:: SUPPLIED DATA ::

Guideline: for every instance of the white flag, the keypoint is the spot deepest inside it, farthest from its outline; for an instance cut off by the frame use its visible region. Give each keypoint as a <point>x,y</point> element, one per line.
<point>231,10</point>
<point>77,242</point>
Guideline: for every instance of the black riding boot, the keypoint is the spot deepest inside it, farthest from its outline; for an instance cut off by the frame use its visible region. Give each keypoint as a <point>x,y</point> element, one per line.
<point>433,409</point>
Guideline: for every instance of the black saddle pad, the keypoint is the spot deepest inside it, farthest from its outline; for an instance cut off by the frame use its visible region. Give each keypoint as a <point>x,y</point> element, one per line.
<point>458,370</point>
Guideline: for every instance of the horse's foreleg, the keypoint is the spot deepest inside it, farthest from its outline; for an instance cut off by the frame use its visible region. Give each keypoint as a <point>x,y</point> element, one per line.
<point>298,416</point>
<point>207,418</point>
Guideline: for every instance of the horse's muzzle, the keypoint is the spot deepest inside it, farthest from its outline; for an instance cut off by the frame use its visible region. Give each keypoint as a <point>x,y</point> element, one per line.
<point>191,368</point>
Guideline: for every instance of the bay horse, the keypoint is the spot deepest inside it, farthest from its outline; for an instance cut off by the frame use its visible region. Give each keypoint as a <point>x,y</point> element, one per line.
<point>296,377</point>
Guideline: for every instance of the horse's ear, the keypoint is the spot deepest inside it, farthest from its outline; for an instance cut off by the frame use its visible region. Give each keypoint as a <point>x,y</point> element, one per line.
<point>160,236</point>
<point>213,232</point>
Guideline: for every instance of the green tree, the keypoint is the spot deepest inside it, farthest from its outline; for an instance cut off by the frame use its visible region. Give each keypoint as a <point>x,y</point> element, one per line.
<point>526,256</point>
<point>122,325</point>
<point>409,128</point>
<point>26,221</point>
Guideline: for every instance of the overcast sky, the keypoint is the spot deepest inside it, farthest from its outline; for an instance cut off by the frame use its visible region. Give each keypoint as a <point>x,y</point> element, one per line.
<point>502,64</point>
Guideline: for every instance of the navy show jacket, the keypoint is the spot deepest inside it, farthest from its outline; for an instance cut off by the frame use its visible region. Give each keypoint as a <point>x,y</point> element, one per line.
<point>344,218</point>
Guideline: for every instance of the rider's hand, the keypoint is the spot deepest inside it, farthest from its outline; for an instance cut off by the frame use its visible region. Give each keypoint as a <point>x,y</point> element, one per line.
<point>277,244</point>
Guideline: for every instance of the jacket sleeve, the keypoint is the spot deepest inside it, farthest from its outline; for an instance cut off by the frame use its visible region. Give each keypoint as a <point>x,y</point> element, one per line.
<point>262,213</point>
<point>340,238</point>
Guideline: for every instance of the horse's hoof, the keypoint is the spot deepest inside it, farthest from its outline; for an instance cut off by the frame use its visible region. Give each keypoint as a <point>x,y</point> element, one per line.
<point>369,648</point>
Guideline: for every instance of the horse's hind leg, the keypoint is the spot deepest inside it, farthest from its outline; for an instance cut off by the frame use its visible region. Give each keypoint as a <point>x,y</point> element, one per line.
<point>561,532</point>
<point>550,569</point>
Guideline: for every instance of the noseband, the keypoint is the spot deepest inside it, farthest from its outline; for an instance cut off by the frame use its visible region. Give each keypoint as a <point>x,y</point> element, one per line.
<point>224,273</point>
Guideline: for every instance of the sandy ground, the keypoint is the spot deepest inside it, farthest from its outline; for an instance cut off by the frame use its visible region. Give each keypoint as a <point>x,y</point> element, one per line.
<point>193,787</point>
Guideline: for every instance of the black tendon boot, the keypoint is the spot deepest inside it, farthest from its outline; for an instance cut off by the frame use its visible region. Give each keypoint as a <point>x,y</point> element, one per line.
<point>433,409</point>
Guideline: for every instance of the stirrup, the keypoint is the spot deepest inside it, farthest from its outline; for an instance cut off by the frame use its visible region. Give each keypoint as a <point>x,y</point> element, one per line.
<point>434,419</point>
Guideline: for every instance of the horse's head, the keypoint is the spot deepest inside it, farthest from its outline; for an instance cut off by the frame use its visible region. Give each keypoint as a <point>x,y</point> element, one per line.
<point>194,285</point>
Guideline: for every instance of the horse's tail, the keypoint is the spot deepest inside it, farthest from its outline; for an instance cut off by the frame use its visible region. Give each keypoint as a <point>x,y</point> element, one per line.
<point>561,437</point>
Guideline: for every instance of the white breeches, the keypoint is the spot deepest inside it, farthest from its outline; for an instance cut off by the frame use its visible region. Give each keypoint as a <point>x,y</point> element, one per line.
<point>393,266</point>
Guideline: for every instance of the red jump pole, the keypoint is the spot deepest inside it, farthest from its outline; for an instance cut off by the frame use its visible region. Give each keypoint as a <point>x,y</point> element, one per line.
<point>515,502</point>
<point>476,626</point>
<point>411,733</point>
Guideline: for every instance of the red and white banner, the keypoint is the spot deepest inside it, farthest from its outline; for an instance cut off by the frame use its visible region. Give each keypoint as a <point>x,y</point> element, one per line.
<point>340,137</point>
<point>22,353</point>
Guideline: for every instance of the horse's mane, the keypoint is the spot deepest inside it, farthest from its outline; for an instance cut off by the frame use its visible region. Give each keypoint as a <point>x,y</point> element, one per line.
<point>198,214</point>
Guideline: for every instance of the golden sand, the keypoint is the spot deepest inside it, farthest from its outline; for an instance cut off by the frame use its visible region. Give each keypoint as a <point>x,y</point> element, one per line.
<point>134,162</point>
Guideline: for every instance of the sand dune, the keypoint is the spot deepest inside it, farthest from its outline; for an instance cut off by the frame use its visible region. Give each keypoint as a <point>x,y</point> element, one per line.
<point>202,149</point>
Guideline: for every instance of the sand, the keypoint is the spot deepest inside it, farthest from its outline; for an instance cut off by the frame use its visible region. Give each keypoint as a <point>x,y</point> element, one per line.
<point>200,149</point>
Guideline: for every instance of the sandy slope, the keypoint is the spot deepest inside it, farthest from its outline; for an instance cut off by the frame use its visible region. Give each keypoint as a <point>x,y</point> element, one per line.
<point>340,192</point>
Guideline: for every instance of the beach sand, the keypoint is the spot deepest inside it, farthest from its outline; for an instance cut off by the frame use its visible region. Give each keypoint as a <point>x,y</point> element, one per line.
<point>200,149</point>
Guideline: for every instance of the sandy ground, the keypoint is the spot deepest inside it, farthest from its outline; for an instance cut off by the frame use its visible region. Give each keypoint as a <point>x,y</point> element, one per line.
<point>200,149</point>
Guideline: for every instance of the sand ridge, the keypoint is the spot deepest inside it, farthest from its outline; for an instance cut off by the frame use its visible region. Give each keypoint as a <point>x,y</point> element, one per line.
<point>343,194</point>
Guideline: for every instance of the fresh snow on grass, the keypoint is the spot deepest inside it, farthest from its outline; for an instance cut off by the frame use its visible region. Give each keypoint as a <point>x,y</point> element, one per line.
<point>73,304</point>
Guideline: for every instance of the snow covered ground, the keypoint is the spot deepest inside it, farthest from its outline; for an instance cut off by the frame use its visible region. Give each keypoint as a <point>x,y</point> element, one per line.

:::

§ **BRIEF**: Each entry in the data must be copied exactly.

§ **SOLUTION**:
Guideline: for every instance of the white flag, the keypoint is the spot deepest inside it, farthest from its outline; for an instance cut off by the frame use its visible region. Give each keypoint as a <point>x,y</point> element, one per line.
<point>231,10</point>
<point>77,242</point>
Guideline: for every instance of the black riding boot, the keypoint is the spot deepest inside it, farthest from its outline; for an instance cut off by the frame use its visible region. Give each keypoint as a <point>x,y</point> element, one per line.
<point>433,409</point>
Guideline: for every instance of the black saddle pad, the keypoint is the spot deepest inside it, farthest from its outline; for an instance cut off by the frame use its visible region. Give each keypoint as a <point>x,y</point> element, one per line.
<point>458,370</point>
Guideline: for every instance of the horse's foreleg, the keypoint is the spot deepest inside it, farthest from its outline; for an instance cut off by the frame use its visible region. Give each keypoint as a <point>x,y</point> element, one per line.
<point>298,416</point>
<point>207,418</point>
Guideline: for every instance of the horse's muzzle, the keypoint is the spot deepest inside it, farthest from its outline; for an instance cut off by the frame use its visible region. Give each keypoint as a <point>x,y</point> element, one per line.
<point>191,368</point>
Guideline: for every instance of the bay horse, the keypoint is the spot deepest inside it, farthest from its outline; for an instance cut off by the frame use its visible region. Give each keypoint as a <point>x,y</point> element, one per line.
<point>296,377</point>
Guideline: for every instance of the horse's ear, the keypoint is the spot deepest inside it, farthest from its outline; for an instance cut off by the frame use its visible region. Give each keypoint as a <point>x,y</point> element, one per line.
<point>160,236</point>
<point>213,232</point>
Guideline: for every instance of the green tree, the keypoint is the spot deepest inside it, farthest from its outline; for an instance cut off by the frame use its visible region. Give each keypoint as a <point>x,y</point> element, one per line.
<point>526,256</point>
<point>122,325</point>
<point>409,128</point>
<point>26,221</point>
Guideline: for every instance of the overcast sky, the keypoint is the spot deepest inside it, farthest from its outline; for an instance cut off by the frame use its visible region. Give each keypoint as a <point>x,y</point> element, one per line.
<point>502,64</point>
Guideline: for every instance of the navy show jacket, the keypoint is the spot deepest inside it, farthest from its outline; for an instance cut off by the frame use its visible region. Give each keypoint as a <point>x,y</point> element, one per line.
<point>344,218</point>
Guideline: for every instance of the rider's hand, the keypoint is the spot deepest inside it, farthest from its outline; for an instance cut off by the frame use its visible region. Give each keypoint as a <point>x,y</point> element, one per line.
<point>277,244</point>
Guideline: for every instance of the jacket sleeve, the keypoint is the spot deepest inside it, farthest from its outline; for an instance cut off by the frame use its visible region. Give each keypoint as a <point>x,y</point> element, one per line.
<point>262,213</point>
<point>340,238</point>
Guideline: for every instance of the horse's hoof, the keypoint is the spot deepest inside it, farthest from its outline; for an instance cut off by the frame use its visible region. Give each keypoint as a <point>x,y</point> element, one per line.
<point>369,648</point>
Guideline: for every instance of the horse's hind leg, the keypoint is the spot deepest inside it, farthest from its outline; for an instance cut off by the frame use its visible region. Give each keypoint as a <point>x,y</point> element, one per line.
<point>561,532</point>
<point>550,569</point>
Guideline: for every instance of the noseband, the keypoint is the spot deepest inside it, farthest from its outline; for an instance cut off by the frame use its visible region. Give each keypoint as a <point>x,y</point> element, one per line.
<point>224,273</point>
Guideline: for every instance of the sandy ground, the keypoint is the spot deepest inside it, farthest from its outline; for an instance cut off by the frame use its visible region. Give each keypoint as a <point>x,y</point> element, one per line.
<point>193,787</point>
Guideline: for every instance of the black tendon boot, the keypoint is the spot deepest inside it, farthest from its outline; for an instance cut off by the frame use its visible region. Give each keypoint as a <point>x,y</point> element, one per line.
<point>433,409</point>
Guideline: for every instance of the stirrup, the keypoint is the spot deepest inside it, farthest from its outline; for an instance cut off by the frame use its visible region. Give each keypoint as a <point>x,y</point> element, one per line.
<point>434,419</point>
Guideline: for every instance of the horse's head, the keypoint is the spot deepest inside it, farthest from its outline; for an instance cut off by the frame use its visible region. Give each keypoint as a <point>x,y</point> element, one per line.
<point>194,285</point>
Guideline: for every instance of the horse's tail, the keypoint is the spot deepest inside it, farthest from its outline; for an instance cut off by the frame use its visible region. Give each keypoint as a <point>x,y</point> element, one per line.
<point>561,437</point>
Guideline: for every instance of the white breeches, the keypoint is the spot deepest inside it, farthest from its outline; for an instance cut off by the frame use its visible region. Give each keypoint as a <point>x,y</point> element, one per line.
<point>393,266</point>
Guideline: for every instance of the red jump pole, the keypoint is the spot deepest inside it, farthest from its outline; for an instance cut off by the frame use its visible region. Give each keypoint as a <point>x,y</point> element, one per line.
<point>515,502</point>
<point>476,626</point>
<point>411,733</point>
Guideline: for every instance of the red and white banner, the keypoint is the spot deepest inside it, farthest from its outline; for an instance cut off by the frame use its visible region. Give each keypoint as a <point>x,y</point> element, one per line.
<point>340,137</point>
<point>22,353</point>
Guideline: for every instance of the horse's mane, the keypoint is the spot deepest inside it, farthest from its outline; for an instance cut off by the frame use its visible region. Give each keypoint as a <point>x,y</point> element, one per line.
<point>198,214</point>
Guideline: for every instance of the golden sand, the keypoint is the spot deepest inside it, farthest from its outline; for an instance cut off by the frame use its visible region. Give each keypoint as a <point>x,y</point> element, one per line.
<point>134,162</point>
Guideline: for every instance of the sand dune, the keypoint is the spot deepest inside it, farthest from its outline; for an instance cut off by the frame use its visible region. Give each keypoint as a <point>x,y</point> element, one per line.
<point>202,149</point>
Guideline: for every instance of the sand, the keypoint is the spot deepest inside it, farthest from its outline; for an instance cut off by the frame use its visible region. Give each keypoint as a <point>x,y</point> element, one per line.
<point>200,149</point>
Guideline: for every instance of the sandy slope, the keypoint is the spot deepest inside it, farthest from its outline; for an instance cut off by the frame use its visible region. Give each keypoint as a <point>x,y</point> element, one per line.
<point>340,192</point>
Guideline: for every instance of the beach sand, the keypoint is the spot deepest inside it, farthest from its outline; for an instance cut off by the frame use its visible region. Give each keypoint as a <point>x,y</point> element, one per line.
<point>200,149</point>
Guideline: for every instance of the sandy ground, the keypoint is the spot deepest inside it, farthest from its outline; for an instance cut off by the frame use its visible region. Give each keypoint as a <point>x,y</point> element, one per line.
<point>200,149</point>
Guideline: for every instance of the sand ridge, the keypoint is the spot deepest inside it, farthest from its outline; for an instance cut off by the frame use its visible region. Give each keypoint as a <point>x,y</point> element, one per line.
<point>343,194</point>
Guideline: for every instance of the fresh snow on grass, the keypoint is the spot deepest inside it, farthest from its outline; for an instance cut off by the frame use its visible region. Give each keypoint as a <point>x,y</point> element, one per line.
<point>73,304</point>
Guideline: for every instance of the snow covered ground, the keypoint is the spot deepest inside it, farthest from its outline; for an instance cut off by the frame use its visible region. Give each keypoint as a <point>x,y</point> element, one per line.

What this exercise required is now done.